Instructions for the task: Can you reproduce word for word the lines of the items below, starting at the line that has "drop a dot on the countertop" and continuing through the final line of the last item?

··· Data listing

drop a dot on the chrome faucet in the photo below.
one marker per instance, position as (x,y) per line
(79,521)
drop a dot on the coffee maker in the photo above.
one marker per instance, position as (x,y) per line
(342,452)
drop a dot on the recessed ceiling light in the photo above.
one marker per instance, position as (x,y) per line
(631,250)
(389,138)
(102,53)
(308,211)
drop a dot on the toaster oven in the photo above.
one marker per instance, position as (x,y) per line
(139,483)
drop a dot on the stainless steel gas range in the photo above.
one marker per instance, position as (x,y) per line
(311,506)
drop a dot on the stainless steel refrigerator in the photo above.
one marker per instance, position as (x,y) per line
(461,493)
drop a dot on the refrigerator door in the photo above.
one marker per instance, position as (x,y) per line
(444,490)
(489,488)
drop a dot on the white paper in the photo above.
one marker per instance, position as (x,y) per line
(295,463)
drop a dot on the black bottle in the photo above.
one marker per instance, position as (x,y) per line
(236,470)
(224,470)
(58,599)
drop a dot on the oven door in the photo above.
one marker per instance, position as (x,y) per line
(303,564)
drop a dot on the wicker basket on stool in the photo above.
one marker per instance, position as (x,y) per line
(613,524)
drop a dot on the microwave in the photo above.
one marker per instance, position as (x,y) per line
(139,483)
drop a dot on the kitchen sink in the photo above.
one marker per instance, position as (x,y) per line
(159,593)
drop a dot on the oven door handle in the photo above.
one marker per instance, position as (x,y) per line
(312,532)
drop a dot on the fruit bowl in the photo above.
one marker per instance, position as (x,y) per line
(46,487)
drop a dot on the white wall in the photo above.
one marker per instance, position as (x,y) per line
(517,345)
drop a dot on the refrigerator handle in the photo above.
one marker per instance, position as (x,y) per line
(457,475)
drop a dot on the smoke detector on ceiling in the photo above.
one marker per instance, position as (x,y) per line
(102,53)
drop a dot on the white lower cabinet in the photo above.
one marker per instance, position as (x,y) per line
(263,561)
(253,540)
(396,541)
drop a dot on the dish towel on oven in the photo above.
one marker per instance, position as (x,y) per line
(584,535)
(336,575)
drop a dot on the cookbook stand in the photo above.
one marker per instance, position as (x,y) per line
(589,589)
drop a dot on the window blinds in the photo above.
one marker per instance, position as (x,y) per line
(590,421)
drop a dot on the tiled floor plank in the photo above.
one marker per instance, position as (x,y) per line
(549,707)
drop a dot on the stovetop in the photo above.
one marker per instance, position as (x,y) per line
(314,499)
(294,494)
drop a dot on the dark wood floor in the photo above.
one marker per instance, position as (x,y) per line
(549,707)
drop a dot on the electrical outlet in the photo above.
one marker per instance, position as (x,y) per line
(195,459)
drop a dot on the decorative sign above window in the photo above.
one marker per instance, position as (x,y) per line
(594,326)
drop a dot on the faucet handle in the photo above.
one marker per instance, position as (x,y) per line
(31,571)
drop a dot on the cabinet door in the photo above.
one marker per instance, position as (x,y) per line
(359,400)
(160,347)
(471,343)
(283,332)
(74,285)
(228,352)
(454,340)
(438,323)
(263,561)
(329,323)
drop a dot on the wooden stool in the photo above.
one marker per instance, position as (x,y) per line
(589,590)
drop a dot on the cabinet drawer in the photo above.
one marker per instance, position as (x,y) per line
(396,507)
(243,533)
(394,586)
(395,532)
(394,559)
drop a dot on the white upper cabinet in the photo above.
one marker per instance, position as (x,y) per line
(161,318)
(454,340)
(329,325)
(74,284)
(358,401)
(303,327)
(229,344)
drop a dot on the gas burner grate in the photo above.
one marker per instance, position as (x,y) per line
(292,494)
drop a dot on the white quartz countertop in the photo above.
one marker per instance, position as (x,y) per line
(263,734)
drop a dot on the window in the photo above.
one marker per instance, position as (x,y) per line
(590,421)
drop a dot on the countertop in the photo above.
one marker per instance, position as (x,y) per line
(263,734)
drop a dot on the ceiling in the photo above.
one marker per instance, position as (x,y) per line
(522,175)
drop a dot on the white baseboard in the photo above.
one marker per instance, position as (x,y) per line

······

Response for this exercise:
drop a dot on the countertop in the photo above.
one marker per instance, position as (x,y) per line
(263,734)
drop a dot on the ceiling in the photo above.
one marker per instance, position as (x,y) per line
(522,175)
drop a dot on the white baseboard in the photo above.
one marker per instance, position as (x,y) per line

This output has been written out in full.